***** Task inputs *****
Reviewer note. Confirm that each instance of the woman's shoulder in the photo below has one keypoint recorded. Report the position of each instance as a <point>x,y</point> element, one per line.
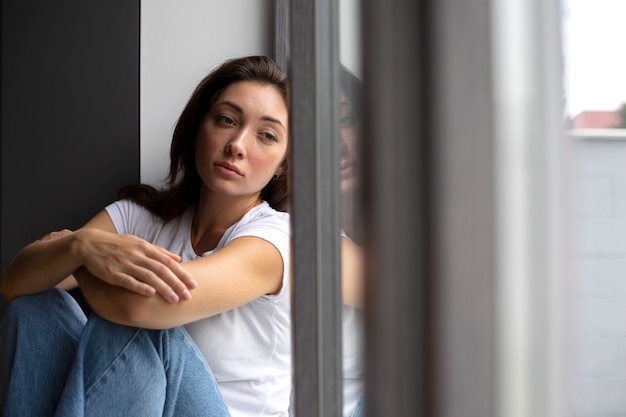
<point>265,214</point>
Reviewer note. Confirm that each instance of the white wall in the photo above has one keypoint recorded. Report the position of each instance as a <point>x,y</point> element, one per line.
<point>181,41</point>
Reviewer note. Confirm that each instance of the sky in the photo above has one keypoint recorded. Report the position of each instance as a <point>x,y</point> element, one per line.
<point>594,49</point>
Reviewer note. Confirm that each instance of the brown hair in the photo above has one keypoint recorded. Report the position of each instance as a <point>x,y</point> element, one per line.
<point>183,181</point>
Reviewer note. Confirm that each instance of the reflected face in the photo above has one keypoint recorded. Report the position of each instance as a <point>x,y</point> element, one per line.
<point>350,130</point>
<point>243,140</point>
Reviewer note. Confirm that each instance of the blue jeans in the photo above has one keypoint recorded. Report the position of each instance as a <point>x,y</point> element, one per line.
<point>53,361</point>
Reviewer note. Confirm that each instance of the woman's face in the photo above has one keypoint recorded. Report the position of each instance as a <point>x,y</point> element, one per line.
<point>242,142</point>
<point>350,130</point>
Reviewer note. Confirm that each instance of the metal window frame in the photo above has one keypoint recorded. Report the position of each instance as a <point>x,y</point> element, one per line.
<point>311,55</point>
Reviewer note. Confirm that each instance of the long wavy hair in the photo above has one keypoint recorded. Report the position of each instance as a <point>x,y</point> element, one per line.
<point>183,181</point>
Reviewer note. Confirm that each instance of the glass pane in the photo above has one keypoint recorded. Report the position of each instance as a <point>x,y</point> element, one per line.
<point>595,103</point>
<point>350,116</point>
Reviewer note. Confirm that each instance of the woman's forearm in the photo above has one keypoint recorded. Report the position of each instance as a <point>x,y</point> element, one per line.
<point>40,266</point>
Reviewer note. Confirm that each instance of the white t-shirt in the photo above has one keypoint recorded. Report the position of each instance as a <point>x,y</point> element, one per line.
<point>247,348</point>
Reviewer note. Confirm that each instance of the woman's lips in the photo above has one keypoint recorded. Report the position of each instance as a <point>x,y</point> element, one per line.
<point>228,168</point>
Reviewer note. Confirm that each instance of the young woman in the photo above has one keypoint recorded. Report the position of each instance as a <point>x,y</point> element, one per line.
<point>352,257</point>
<point>203,263</point>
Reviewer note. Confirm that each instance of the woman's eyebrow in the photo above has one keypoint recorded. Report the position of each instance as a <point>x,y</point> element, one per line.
<point>238,109</point>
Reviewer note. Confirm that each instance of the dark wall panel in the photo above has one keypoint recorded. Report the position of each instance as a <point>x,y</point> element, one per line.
<point>70,113</point>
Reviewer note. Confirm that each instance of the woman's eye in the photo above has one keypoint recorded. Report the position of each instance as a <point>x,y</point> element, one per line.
<point>269,137</point>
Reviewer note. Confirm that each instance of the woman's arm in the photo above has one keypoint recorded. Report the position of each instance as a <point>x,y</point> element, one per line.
<point>352,273</point>
<point>120,260</point>
<point>243,270</point>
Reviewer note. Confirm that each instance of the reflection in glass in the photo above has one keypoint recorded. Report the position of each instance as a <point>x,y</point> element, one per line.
<point>352,262</point>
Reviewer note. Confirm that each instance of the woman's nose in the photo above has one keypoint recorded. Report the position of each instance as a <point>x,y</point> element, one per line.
<point>236,145</point>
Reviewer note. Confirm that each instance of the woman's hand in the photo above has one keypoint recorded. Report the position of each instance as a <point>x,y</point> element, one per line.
<point>134,264</point>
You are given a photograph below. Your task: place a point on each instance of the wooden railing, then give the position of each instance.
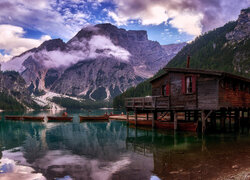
(147, 102)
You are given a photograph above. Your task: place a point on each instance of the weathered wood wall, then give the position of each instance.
(230, 97)
(207, 93)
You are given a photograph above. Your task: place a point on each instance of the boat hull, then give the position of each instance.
(17, 118)
(30, 118)
(59, 119)
(182, 126)
(141, 122)
(93, 118)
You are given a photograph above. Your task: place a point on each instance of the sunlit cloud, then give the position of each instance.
(13, 42)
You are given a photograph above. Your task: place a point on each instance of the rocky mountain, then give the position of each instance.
(98, 63)
(226, 48)
(14, 93)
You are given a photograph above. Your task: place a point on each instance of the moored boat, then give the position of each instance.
(94, 118)
(141, 122)
(33, 118)
(183, 126)
(13, 117)
(59, 119)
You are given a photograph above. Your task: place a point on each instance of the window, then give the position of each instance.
(242, 87)
(165, 90)
(189, 85)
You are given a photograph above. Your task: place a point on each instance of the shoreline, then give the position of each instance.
(242, 174)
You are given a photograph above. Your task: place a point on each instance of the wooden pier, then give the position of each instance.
(206, 97)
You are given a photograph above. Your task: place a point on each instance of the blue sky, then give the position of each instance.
(25, 24)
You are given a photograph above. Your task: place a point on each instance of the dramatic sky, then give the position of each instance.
(25, 24)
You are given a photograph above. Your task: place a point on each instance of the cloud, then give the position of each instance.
(97, 46)
(13, 42)
(190, 16)
(47, 16)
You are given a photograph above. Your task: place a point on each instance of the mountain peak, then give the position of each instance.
(53, 44)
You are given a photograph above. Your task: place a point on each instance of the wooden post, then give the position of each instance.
(248, 119)
(171, 116)
(195, 116)
(213, 120)
(236, 120)
(175, 120)
(127, 117)
(203, 121)
(230, 120)
(135, 118)
(222, 117)
(243, 121)
(154, 119)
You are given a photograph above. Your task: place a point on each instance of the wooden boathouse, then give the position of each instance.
(203, 96)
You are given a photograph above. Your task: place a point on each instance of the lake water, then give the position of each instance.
(100, 151)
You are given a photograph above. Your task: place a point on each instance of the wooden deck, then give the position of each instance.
(147, 103)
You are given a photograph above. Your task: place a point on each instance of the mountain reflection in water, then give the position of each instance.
(111, 150)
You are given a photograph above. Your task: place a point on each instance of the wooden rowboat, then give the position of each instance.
(94, 118)
(141, 122)
(33, 118)
(59, 119)
(183, 126)
(13, 118)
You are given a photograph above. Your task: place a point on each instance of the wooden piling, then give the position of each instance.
(236, 120)
(203, 121)
(230, 120)
(136, 117)
(127, 117)
(175, 120)
(154, 119)
(222, 120)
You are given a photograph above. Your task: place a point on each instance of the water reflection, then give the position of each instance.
(113, 151)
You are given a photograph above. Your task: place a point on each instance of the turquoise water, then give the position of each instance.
(33, 150)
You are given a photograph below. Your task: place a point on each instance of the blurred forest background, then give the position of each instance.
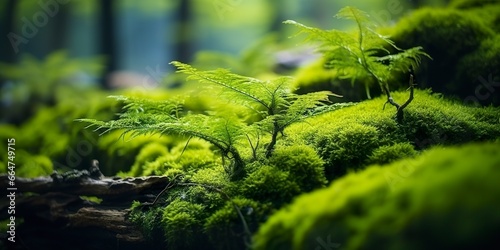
(140, 38)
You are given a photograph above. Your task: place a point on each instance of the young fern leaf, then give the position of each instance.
(142, 117)
(363, 54)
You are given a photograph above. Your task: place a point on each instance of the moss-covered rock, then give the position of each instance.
(348, 139)
(389, 153)
(447, 198)
(461, 39)
(182, 225)
(229, 228)
(303, 164)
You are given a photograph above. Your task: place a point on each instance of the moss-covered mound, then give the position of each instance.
(353, 137)
(463, 42)
(445, 199)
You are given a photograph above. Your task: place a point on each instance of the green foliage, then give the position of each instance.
(148, 153)
(461, 40)
(306, 168)
(466, 4)
(50, 139)
(272, 100)
(182, 225)
(362, 55)
(256, 60)
(225, 228)
(347, 148)
(37, 83)
(149, 222)
(389, 153)
(444, 199)
(346, 141)
(270, 184)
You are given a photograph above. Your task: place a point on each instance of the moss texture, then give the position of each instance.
(351, 138)
(443, 199)
(462, 42)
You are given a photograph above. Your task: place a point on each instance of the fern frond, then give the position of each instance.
(243, 87)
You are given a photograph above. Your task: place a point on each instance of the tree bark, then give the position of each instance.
(54, 214)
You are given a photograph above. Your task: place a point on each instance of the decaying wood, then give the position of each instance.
(56, 214)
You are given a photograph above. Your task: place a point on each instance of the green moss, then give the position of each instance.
(346, 138)
(149, 222)
(182, 225)
(389, 153)
(467, 4)
(444, 199)
(462, 41)
(304, 165)
(268, 183)
(225, 228)
(149, 153)
(185, 158)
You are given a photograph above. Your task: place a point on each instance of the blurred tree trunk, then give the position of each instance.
(279, 9)
(7, 54)
(182, 46)
(108, 40)
(7, 25)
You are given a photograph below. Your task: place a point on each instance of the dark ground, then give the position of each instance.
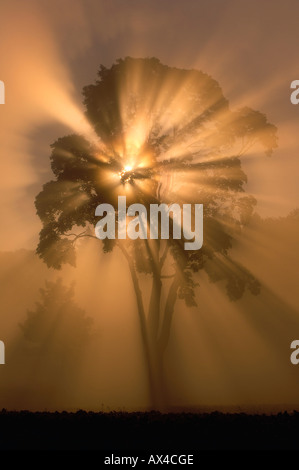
(112, 432)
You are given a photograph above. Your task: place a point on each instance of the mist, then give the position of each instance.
(222, 354)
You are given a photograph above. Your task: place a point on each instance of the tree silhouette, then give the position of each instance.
(57, 330)
(164, 135)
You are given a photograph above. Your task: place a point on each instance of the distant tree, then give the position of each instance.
(165, 135)
(57, 330)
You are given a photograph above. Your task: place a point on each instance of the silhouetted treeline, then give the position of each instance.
(143, 431)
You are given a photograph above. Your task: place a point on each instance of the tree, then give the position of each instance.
(164, 135)
(57, 330)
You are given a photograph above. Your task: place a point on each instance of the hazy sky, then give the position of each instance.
(50, 50)
(236, 352)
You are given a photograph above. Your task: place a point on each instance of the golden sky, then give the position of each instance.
(49, 50)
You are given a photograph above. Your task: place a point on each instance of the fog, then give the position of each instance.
(222, 354)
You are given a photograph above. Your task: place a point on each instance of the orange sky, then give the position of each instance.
(236, 352)
(50, 50)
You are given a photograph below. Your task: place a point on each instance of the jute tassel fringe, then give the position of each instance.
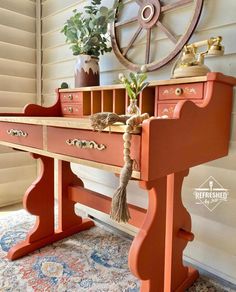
(119, 209)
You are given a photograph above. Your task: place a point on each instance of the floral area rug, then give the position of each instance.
(93, 261)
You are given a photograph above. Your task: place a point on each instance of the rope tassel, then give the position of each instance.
(119, 206)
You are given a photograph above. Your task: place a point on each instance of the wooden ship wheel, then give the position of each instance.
(141, 25)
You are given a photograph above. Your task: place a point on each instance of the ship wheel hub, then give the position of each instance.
(149, 13)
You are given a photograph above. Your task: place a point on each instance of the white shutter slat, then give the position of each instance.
(16, 99)
(49, 6)
(21, 22)
(17, 37)
(17, 69)
(22, 7)
(17, 53)
(17, 88)
(17, 84)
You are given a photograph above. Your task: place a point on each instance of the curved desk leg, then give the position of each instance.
(156, 253)
(178, 234)
(39, 201)
(68, 221)
(147, 252)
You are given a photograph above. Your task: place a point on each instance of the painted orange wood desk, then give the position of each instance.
(197, 131)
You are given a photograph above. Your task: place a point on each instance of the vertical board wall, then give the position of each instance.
(214, 246)
(17, 88)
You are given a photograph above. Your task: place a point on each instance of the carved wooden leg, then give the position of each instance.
(39, 201)
(147, 252)
(68, 221)
(178, 233)
(156, 253)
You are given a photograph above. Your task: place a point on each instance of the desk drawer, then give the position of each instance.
(72, 109)
(22, 134)
(71, 97)
(112, 154)
(181, 91)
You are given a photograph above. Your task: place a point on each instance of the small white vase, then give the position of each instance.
(133, 108)
(87, 71)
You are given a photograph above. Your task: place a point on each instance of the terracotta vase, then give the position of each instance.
(133, 108)
(86, 71)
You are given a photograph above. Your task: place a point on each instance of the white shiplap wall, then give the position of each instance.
(17, 88)
(214, 248)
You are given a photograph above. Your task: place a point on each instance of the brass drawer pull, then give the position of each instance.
(83, 144)
(17, 133)
(70, 109)
(178, 91)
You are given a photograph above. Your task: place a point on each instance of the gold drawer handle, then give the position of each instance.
(70, 109)
(83, 144)
(17, 133)
(178, 91)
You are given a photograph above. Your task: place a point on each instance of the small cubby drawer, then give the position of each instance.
(71, 97)
(181, 91)
(166, 109)
(106, 148)
(22, 134)
(72, 109)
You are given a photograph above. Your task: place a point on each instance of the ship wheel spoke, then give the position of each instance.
(132, 41)
(121, 23)
(139, 2)
(167, 32)
(174, 5)
(148, 46)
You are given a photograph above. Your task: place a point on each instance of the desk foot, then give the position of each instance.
(156, 254)
(193, 275)
(39, 201)
(25, 247)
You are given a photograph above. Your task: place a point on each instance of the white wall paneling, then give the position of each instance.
(17, 88)
(214, 247)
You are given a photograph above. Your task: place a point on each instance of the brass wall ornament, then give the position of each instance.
(191, 62)
(84, 144)
(149, 20)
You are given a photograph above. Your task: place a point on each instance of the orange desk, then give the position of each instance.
(197, 131)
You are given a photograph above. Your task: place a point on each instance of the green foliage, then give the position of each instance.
(87, 33)
(134, 84)
(64, 85)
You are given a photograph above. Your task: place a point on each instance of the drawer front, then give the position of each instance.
(71, 109)
(166, 109)
(72, 97)
(23, 134)
(181, 91)
(62, 141)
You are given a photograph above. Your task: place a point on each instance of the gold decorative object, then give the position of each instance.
(191, 62)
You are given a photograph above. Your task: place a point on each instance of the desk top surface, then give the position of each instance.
(74, 123)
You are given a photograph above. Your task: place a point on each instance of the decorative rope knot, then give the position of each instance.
(119, 206)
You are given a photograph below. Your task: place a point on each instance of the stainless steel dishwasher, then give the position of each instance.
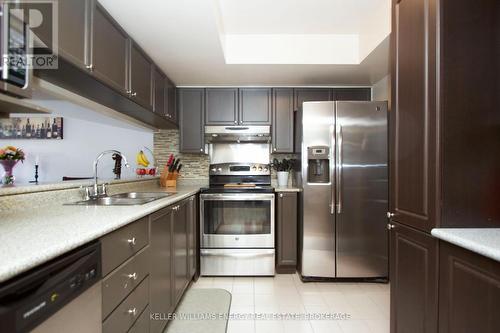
(63, 295)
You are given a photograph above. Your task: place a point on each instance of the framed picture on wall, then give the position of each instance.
(39, 128)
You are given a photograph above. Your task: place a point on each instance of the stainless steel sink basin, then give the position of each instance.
(142, 195)
(123, 199)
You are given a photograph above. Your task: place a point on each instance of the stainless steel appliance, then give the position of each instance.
(237, 220)
(15, 73)
(220, 134)
(345, 190)
(63, 295)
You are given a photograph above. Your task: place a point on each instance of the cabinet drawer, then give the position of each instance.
(119, 283)
(127, 313)
(142, 324)
(120, 245)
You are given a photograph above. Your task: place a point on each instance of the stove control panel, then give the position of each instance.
(240, 169)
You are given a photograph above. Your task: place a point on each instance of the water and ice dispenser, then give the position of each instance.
(318, 164)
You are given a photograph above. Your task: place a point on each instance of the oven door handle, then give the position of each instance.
(237, 197)
(209, 253)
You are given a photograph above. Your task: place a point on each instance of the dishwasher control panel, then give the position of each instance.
(28, 301)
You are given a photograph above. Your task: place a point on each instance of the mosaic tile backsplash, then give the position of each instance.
(195, 166)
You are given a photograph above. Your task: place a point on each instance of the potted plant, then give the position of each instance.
(9, 156)
(282, 169)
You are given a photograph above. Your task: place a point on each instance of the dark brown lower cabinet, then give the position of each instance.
(414, 280)
(160, 293)
(180, 249)
(469, 292)
(286, 233)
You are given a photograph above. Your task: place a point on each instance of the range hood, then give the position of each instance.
(215, 134)
(10, 104)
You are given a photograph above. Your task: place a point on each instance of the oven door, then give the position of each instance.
(237, 220)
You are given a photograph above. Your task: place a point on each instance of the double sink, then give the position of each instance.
(123, 199)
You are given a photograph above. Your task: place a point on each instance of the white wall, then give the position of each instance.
(381, 90)
(74, 155)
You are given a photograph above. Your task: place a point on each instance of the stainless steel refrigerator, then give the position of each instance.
(345, 190)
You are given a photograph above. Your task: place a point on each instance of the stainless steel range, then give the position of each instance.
(237, 220)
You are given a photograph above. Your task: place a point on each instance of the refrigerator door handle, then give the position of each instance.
(339, 167)
(332, 170)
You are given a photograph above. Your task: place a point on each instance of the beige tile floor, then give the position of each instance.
(366, 304)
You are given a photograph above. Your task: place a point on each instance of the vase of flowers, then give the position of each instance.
(282, 169)
(9, 157)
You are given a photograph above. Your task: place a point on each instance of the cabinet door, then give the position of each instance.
(192, 237)
(159, 92)
(191, 104)
(160, 294)
(414, 280)
(469, 291)
(109, 50)
(413, 121)
(140, 77)
(180, 249)
(306, 95)
(254, 106)
(286, 232)
(221, 106)
(171, 101)
(282, 126)
(352, 94)
(74, 31)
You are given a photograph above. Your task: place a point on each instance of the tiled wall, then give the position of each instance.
(194, 166)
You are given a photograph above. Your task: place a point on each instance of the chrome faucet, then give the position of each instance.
(96, 161)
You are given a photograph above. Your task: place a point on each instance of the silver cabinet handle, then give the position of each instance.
(339, 168)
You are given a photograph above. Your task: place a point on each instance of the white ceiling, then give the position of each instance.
(188, 39)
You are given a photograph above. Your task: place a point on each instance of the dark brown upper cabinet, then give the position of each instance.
(191, 109)
(286, 224)
(282, 127)
(254, 106)
(414, 120)
(140, 81)
(221, 106)
(159, 92)
(74, 31)
(352, 94)
(469, 291)
(110, 50)
(414, 280)
(170, 94)
(302, 95)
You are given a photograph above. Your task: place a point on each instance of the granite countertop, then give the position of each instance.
(484, 241)
(32, 237)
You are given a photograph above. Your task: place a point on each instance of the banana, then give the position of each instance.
(142, 159)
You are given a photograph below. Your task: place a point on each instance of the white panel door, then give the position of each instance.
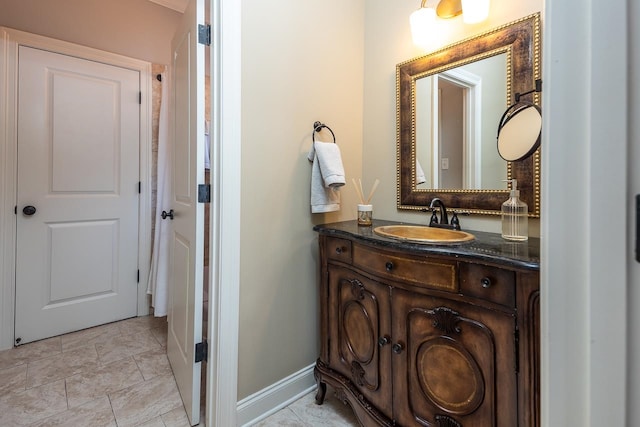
(187, 235)
(77, 186)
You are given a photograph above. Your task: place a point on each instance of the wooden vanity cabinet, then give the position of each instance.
(421, 340)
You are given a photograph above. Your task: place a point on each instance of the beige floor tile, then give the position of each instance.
(29, 352)
(176, 418)
(332, 412)
(25, 407)
(142, 402)
(13, 379)
(141, 324)
(155, 422)
(122, 346)
(85, 387)
(89, 337)
(96, 413)
(285, 417)
(153, 363)
(160, 334)
(61, 366)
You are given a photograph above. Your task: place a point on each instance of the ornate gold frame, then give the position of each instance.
(521, 41)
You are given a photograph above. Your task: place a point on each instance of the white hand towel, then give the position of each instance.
(420, 178)
(328, 155)
(325, 195)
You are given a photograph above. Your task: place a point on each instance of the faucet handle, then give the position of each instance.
(434, 218)
(455, 222)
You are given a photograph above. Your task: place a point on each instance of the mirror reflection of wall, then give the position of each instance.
(456, 115)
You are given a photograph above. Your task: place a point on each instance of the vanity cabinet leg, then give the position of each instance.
(322, 387)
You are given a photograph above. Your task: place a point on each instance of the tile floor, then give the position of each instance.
(117, 375)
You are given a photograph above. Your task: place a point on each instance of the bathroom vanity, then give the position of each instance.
(429, 335)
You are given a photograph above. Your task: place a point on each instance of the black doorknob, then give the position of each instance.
(164, 214)
(29, 210)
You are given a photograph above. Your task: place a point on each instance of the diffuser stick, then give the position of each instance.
(373, 190)
(358, 190)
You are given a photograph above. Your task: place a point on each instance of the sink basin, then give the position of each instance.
(423, 234)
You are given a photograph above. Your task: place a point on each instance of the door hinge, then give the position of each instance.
(204, 34)
(204, 193)
(201, 351)
(516, 339)
(638, 227)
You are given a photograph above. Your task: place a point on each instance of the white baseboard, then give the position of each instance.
(271, 399)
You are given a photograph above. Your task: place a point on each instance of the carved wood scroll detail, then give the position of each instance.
(446, 320)
(357, 289)
(444, 421)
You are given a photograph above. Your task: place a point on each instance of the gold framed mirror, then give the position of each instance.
(474, 173)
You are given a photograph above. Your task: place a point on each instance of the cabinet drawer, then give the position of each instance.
(425, 272)
(488, 283)
(339, 249)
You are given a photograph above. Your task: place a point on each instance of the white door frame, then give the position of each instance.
(584, 223)
(224, 238)
(10, 39)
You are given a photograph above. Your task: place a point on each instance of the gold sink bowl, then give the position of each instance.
(423, 234)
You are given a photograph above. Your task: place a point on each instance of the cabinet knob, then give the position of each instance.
(382, 341)
(397, 348)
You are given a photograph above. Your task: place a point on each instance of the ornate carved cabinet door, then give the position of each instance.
(454, 364)
(360, 329)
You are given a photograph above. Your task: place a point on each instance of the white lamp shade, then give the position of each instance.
(474, 11)
(421, 22)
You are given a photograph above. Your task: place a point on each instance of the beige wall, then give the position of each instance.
(135, 28)
(301, 62)
(387, 43)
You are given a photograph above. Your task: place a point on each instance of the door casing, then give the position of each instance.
(10, 40)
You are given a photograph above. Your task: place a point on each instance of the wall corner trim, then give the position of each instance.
(271, 399)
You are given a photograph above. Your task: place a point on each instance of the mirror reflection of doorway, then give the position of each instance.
(451, 139)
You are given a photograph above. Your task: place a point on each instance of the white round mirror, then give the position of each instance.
(519, 131)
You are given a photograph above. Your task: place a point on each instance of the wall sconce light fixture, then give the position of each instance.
(473, 11)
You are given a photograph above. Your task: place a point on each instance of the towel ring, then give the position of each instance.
(317, 127)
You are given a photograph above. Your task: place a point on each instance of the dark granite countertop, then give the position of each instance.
(488, 247)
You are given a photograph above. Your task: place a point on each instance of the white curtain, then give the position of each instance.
(159, 277)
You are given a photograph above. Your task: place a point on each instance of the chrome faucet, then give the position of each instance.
(437, 204)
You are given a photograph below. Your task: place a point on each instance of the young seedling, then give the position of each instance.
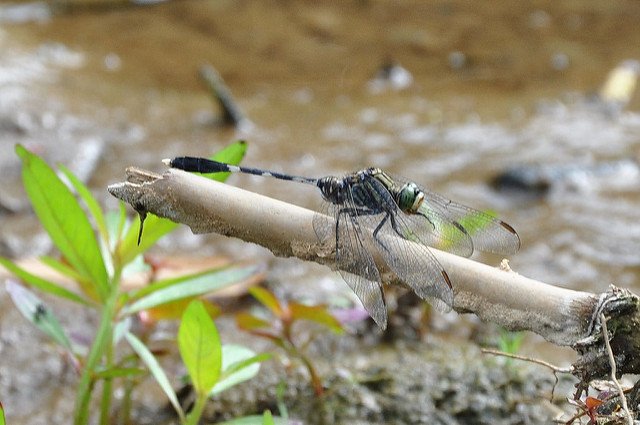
*****
◆ Work to do:
Reproduce the entries word for word, from the first line through the line with "<point>243,140</point>", both included. Omit the pictures.

◆ Output below:
Reviewer note. Confirm that each instance of the woman's shoulder in the photo below has one keypoint recorded. Report the position of each instance as a <point>x,y</point> element, one per line.
<point>265,214</point>
Reviewer note. Confirm that each instance of the white wall in the photo above has one keypoint recorded. Report the position of each instance as a <point>x,y</point> element, one per line.
<point>181,41</point>
Reviewer note. Confirm that each instance of the sky in the photo above has one keypoint recorded. Report the position of each instance as a <point>x,y</point> element, one per line.
<point>594,49</point>
Reviewer note. Confirm that each instance of the brown hair in the photo above has one keypoint recorded. Report the position of each instance as a <point>x,y</point> element, one per line.
<point>183,181</point>
Reviewer note. Confirm that each instance of the reflected face in the photo above has one keypoint recorded. Report the position of each instance as a <point>x,y</point> element, one per line.
<point>350,130</point>
<point>243,140</point>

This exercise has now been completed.